Excerpted passage —

The study area comprises SJFB, part of the Sinú Fold Belt (SnFB), and LMV (Figure 1). The SJFB is between LMV and SnFB, and is separated from them by the Romeral Fault (Northern prolongation of the Romeral Fault System; Grosse, 1926 in: Kammer, 1993; Duque-Caro, 1980; Camargo, 1995; Reyes & Camargo, 1995; Reyes & Clavijo, 1996 in: Ujueta-Lozano, 2007) and the Sinú Fault (Duque-Caro, 1979; Camargo, 1995; Reyes & Camargo, 1995; Reyes & Clavijo, 1996 in: Ujueta-Lozano, 2007), respectively. It encompasses the San Jacinto (SJA) and San Jerónimo (SJeA) anticlines, and it is approximately 360 km long and 60 km wide, with a N20°E trend at the surface (Figure 1; Duque-Caro, 1984). The SnFB is part of the Sinú Accretionary Wedge, which extends to the Colombian offshore, and to the east, it is separated from SJFB by the Sinú Fault (Figure 1). The SnFB is over 500 km long and about 125 km wide. Finally, LMV is delimited to the west by the Romeral Fault and to the east by the Bucaramanga-Santa Marta fault. It is sub-divided in the Plato sub-basin (PlsB), to the North, and the San Jorge sub-basin (SJsB), to the South, both separated by the Magangué High (MaHi), which, according to Barrero, Pardo, Vargas, & Martínez, (2007), controlled the sedimentation in the two depocenters since the Eocene to Late Miocene.

The LMV basement has been interpreted as a continental crust integrated by intrusive and extrusive igneous rocks, and metamorphic rocks (INGEOMINAS, 1997; ICP, 2000; Cerón et al, 2007). The oceanic-affinity basement is exposed in isolated blocks in SJFB (Dueñas & Duque-Caro, 1981; Duque-Caro, 1984; Guzman, 2007: Cerón et al, 2007; Lara et al, 2013). The tectonic limit or suture between the continental crust, to the East, and the considered allochthonous, accretionated terrane of SJFB has been established as the Romeral Fault System (Laverde, 2000). Further West, in the offshore Colombian basin, the seismic refraction and gravity data have identified an anomalously thick oceanic basement with thicknesses of 8 to >20 km (Donnelly, 1994), which consists on a Cretaceous complex of basalt and diabase flows interbedded with sedimentary rocks (Driscoll & Diebold, 1999).

2. Methodology

This study incorporated the petrographic information of 60 exploratory wells (Cerón et al, 2007) and was updated with the inclusion of 14 new petrographic analyses from nine wells (Table 1, Figure 1). Additionally, field work was carried out in the localities of Puerto Escondido, Lorica, Montería and San Jerónimo to the south of SJFB, in order to take samples and verify the nature of outcropping crystalline rocks, through their petrographic characterization (Table 1). The wells and outcrops samples were classified using a 250-point count, in QAPF diagrams (Streckeisen 1976, 1979). The qualitative analysis of magnetic anomalies in the Colombian Caribbean margin delineated the main anomalies using magnetic intensity maps reduced-to-pole (IMTRP. Graterol, 2006. Figure 2a, and Mantilla-Pimiento, 2007. Figure 2B). The latter allowed the expansion of anomalies coverage towards the Chimichagua Platform (ChPl) area.

Recorded data —
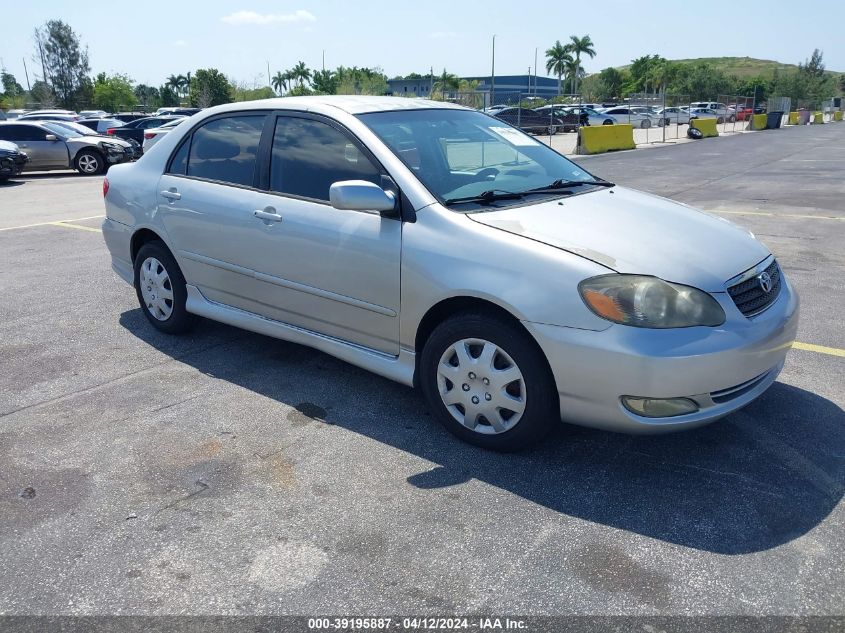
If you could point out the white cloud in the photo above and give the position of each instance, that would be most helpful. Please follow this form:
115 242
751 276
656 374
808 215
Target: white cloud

Written task —
Go on writing the text above about the basement rocks and fold belts of northern Colombia, picking up right after its last sentence.

Response below —
Table 1 Thin sections analyzed in this study (Figure 1), location, sample type and petrographic description (NA: Not Available; *: petrographic description taken from Cerón ef al., 2007). 

Major, minor and trace elements (MMT) geochemical characterization was performed in three well core samples (Cicuco-22, Remolino-1 and Sitio Nuevo-1) and in three outcrop samples (Table 1, Figure 1). ICP-OES (inductively coupled plasma optical emission spectrometry, equipment type: Perkin Elmer 2100 DV) and ICP-MS (inductively coupled plasma mass spectrometry, equipment type: Perkin Elmer ELAN 6000) were used as analytical techniques. In addition, U-Pb geochronological dating using the LA-ICP-MS technique was performed in zircons from four (4) LMV core samples from wells (Coral-9, Cicuco-22, Sitio Nuevo-1 wells) and one in SJeA (30325; Table IS). Samples from localities 30110, 30311, 30313, and 30314 of the SjeA were also included in the geochronological analyses, nevertheless zircons were absent and no dating was obtained. The details related to the zircon separation process and the corresponding isotopic analysis was summarized in Chang, Vervoort, McClelland, & Knaack, (2006). Finally, petrographic, geochemical and geochronological information was integrated to the qualitative interpretation of magnetic anomalies maps.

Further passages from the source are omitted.